**The request:**
Count how many lines in the records below contain the string "figure". Reply with only that number.

**Excerpted data:**
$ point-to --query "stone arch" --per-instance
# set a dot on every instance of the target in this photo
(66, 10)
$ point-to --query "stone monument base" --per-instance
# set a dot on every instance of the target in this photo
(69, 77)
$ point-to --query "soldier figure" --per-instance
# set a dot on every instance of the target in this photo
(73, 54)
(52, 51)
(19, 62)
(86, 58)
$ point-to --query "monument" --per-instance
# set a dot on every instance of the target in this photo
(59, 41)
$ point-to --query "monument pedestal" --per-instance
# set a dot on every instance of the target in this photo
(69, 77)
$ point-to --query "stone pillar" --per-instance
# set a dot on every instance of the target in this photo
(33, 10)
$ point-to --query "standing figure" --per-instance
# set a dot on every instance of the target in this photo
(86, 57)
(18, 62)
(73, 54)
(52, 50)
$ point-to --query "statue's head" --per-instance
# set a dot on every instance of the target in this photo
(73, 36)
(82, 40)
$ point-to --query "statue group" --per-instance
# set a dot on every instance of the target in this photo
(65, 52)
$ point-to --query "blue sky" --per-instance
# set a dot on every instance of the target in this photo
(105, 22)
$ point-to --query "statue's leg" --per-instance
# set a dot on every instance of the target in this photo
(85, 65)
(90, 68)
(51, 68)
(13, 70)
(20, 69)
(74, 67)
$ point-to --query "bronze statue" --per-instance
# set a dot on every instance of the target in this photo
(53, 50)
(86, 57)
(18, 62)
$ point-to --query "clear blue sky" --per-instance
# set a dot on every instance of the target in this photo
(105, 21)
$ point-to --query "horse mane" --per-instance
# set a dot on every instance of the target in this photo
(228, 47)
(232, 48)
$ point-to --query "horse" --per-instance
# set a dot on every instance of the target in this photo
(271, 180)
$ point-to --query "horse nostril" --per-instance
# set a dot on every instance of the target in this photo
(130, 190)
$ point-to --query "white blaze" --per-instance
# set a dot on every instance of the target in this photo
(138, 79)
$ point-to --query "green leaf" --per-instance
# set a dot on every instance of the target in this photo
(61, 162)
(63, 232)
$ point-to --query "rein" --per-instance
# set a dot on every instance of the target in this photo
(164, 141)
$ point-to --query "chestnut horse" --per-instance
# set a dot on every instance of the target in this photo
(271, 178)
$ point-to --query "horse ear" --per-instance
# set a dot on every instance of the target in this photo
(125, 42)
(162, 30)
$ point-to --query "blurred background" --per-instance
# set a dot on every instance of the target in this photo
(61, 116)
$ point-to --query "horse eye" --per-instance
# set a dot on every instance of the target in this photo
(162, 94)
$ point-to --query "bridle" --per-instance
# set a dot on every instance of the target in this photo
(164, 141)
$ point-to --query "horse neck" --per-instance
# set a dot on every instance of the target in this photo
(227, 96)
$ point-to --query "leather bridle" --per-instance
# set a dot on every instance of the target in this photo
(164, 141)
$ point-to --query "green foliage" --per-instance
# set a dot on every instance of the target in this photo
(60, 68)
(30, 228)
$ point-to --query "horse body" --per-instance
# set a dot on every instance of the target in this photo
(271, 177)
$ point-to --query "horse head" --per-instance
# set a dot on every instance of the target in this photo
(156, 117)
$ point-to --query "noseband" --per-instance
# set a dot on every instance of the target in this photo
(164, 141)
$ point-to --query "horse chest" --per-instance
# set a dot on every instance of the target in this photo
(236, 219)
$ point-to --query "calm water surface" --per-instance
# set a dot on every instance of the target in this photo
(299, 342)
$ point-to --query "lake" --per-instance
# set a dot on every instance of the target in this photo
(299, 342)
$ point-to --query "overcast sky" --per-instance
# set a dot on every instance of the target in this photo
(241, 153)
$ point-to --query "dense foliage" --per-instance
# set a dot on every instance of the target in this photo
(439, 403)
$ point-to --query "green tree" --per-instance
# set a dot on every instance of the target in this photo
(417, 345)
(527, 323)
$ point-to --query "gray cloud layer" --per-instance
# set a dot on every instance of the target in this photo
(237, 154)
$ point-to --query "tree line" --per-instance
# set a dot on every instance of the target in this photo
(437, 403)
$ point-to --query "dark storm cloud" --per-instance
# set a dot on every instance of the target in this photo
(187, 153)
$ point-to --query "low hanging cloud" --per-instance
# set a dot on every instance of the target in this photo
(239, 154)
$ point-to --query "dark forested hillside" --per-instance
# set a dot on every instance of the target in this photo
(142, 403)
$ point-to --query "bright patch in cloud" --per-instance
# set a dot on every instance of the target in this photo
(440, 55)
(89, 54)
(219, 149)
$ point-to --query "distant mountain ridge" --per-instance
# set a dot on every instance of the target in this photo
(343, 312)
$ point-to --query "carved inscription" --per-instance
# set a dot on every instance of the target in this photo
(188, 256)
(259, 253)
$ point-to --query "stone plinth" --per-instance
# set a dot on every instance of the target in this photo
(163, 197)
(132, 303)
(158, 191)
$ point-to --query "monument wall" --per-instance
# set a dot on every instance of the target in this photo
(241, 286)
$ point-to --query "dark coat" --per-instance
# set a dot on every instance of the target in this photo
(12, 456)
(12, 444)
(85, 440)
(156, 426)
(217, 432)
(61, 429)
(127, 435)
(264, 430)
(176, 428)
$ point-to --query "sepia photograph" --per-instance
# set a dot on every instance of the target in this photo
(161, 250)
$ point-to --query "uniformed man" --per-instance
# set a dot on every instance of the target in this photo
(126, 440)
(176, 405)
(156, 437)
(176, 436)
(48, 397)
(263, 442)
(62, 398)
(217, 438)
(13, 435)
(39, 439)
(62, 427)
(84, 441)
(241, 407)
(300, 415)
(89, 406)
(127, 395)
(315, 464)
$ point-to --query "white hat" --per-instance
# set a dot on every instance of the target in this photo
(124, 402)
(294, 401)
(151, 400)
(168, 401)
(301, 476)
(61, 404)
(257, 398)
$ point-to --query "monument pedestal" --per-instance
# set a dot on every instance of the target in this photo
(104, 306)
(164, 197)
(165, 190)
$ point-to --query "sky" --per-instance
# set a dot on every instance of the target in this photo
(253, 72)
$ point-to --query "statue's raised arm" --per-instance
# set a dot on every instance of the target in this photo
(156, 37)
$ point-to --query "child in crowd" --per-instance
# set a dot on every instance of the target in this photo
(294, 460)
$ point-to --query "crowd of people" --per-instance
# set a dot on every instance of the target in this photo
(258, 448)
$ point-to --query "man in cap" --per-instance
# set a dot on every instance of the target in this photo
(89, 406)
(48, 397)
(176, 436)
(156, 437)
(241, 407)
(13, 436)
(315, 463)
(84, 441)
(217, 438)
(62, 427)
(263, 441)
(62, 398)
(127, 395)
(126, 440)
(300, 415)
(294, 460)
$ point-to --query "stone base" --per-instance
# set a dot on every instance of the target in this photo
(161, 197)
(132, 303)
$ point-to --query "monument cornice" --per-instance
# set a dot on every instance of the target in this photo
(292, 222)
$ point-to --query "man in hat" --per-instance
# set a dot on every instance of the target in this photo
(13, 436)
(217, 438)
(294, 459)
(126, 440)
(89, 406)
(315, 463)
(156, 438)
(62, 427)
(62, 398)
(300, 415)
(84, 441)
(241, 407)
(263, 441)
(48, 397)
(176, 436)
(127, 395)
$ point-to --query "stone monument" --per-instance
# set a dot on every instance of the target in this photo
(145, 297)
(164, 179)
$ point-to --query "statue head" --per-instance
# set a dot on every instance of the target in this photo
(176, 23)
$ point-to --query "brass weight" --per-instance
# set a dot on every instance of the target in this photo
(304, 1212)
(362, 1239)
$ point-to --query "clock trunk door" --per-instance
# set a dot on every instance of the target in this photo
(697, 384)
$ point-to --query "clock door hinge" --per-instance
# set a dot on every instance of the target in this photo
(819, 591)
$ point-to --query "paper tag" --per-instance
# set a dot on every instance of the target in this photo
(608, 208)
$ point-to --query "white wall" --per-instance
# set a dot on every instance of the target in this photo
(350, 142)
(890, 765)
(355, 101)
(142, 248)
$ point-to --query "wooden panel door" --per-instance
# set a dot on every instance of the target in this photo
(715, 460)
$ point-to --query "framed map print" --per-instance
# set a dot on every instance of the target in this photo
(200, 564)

**The completed task:**
2